Decide whether each statement below agrees with the forum thread excerpt. Answer yes or no for each, and quote the words from the forum thread excerpt that decide it. 1. The Weather Channel displayed a QR code on air. 2. The first poster had already heard of the software the site runs on. 3. One poster asks Android app makers to include a QR code.

**Text extract:**
....

I was even more surprised when I saw what it was running on:
<http://www.dotnetblogengine.net> (because I'd never heard of it and not
because it's .NET - the speed actually makes sense now).

------
ecaron
Note to all Android app makers: Please include a QR code. If the Weather
Channel is hip enough to show their QR code on-air
([http://www.engadget.com/2010/02/03/weather-channel-
distribut...](http://www.engadget.com/2010/02/03/weather-channel-distributes-
android-app-via-on-screen-qr-code/)), you can put your own on your website.

------
Calamitous
Oh good. There was still a little time left in my day that wasn't being sucked
away by Hacker News.

That takes care of that!

....

**Entries:**

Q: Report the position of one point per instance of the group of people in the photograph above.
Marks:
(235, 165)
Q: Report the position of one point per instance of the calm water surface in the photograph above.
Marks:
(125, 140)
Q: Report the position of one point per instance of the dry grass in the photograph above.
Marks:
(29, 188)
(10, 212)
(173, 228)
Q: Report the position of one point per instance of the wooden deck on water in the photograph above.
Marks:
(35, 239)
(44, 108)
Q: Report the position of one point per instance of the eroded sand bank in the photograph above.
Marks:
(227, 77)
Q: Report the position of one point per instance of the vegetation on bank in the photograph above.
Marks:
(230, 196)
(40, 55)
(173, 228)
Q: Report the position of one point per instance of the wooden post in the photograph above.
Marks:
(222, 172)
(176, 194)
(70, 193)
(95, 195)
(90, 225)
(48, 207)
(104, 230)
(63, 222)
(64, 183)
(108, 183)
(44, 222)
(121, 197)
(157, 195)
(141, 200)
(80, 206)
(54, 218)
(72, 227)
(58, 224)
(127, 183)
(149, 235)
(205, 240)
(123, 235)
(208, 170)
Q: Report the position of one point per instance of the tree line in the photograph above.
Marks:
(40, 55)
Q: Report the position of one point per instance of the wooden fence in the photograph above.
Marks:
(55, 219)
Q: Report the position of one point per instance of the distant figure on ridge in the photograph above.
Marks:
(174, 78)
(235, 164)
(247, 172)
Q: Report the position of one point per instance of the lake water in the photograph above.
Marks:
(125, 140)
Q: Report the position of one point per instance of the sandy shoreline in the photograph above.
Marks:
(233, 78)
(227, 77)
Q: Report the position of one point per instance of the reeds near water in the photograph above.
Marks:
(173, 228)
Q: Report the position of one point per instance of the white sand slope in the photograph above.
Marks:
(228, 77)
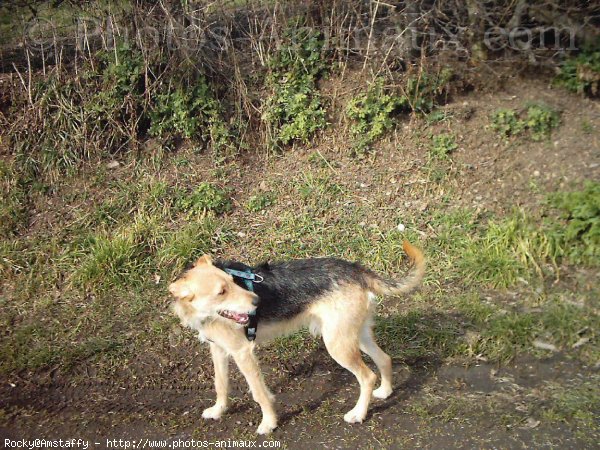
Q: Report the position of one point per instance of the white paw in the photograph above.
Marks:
(266, 426)
(214, 412)
(382, 392)
(355, 416)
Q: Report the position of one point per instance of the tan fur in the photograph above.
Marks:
(343, 317)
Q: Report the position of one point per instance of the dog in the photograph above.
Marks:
(334, 298)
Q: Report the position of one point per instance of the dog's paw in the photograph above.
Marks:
(382, 392)
(266, 426)
(214, 412)
(355, 416)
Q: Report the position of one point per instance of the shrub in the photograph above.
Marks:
(190, 112)
(442, 145)
(295, 111)
(371, 114)
(579, 233)
(259, 202)
(581, 74)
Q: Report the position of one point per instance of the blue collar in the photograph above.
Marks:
(249, 279)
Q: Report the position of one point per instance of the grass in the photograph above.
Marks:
(146, 229)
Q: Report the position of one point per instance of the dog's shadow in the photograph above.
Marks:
(417, 341)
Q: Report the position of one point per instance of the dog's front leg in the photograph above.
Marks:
(248, 365)
(221, 364)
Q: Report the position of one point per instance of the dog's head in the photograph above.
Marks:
(206, 291)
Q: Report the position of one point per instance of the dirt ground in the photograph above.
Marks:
(436, 403)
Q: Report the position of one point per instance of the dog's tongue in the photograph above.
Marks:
(239, 318)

....

**The output:**
1. Yes: "If the Weather Channel is hip enough to show their QR code on-air"
2. No: "because I'd never heard of it"
3. Yes: "Note to all Android app makers: Please include a QR code."